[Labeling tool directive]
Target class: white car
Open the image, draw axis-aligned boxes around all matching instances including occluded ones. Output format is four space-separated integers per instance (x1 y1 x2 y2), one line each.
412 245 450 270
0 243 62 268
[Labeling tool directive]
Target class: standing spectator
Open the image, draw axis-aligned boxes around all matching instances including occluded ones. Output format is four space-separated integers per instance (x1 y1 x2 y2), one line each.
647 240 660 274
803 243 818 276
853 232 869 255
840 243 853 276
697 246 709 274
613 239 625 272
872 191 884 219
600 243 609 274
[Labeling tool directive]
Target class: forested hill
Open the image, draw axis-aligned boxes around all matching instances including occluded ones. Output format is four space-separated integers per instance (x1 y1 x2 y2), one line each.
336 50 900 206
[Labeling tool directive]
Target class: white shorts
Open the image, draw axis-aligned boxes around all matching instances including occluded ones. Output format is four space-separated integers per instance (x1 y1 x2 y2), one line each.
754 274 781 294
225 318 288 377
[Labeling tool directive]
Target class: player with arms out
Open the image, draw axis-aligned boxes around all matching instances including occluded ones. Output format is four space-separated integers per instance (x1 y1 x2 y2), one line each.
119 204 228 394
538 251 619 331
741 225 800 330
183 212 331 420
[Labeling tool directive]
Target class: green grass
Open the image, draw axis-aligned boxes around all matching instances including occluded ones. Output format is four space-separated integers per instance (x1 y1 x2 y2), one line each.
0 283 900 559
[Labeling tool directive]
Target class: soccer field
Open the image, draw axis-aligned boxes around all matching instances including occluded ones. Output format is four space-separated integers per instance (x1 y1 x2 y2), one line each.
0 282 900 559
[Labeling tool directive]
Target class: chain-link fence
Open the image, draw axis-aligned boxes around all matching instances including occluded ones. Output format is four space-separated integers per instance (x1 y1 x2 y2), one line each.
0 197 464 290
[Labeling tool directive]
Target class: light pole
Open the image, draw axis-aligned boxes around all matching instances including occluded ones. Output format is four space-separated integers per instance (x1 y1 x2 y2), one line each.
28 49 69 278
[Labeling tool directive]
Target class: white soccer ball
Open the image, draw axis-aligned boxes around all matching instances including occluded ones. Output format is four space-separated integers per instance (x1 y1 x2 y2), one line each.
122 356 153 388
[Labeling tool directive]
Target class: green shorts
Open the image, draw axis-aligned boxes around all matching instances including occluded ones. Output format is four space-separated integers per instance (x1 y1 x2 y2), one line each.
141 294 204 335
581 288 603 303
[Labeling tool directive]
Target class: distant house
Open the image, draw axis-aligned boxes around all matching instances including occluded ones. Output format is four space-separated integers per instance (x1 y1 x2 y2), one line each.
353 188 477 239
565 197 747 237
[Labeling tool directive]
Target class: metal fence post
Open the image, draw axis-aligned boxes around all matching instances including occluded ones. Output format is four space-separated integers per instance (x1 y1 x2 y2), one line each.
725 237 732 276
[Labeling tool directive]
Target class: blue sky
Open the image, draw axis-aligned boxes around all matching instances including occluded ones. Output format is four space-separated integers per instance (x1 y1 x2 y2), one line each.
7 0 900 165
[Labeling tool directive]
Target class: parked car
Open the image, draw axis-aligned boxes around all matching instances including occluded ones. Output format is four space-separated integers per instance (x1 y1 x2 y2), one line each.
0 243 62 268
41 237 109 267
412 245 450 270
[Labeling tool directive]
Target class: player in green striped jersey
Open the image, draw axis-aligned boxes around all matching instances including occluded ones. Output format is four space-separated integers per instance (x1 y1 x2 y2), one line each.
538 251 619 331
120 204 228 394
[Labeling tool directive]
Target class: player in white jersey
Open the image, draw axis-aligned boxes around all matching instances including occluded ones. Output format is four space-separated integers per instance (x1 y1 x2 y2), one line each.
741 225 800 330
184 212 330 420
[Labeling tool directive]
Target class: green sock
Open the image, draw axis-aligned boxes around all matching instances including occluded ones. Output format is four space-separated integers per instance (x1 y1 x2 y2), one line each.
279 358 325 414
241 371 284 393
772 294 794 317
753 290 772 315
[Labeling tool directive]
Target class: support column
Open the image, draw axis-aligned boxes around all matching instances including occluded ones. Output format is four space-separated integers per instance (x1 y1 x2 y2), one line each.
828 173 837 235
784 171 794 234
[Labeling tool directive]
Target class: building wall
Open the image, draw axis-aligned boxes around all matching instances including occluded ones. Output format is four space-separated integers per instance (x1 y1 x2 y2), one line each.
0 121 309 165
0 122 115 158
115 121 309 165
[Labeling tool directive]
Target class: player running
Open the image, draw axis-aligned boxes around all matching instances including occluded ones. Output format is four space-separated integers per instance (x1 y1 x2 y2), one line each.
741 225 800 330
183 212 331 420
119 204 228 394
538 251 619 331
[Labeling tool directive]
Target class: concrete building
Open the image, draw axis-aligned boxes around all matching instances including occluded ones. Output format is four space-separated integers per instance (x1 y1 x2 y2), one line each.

• [Exercise directions]:
Please find every line in the records that contains the word "jersey", and copy each of those lines.

• [Response]:
Target class: player in green striped jersey
Target class: player in white jersey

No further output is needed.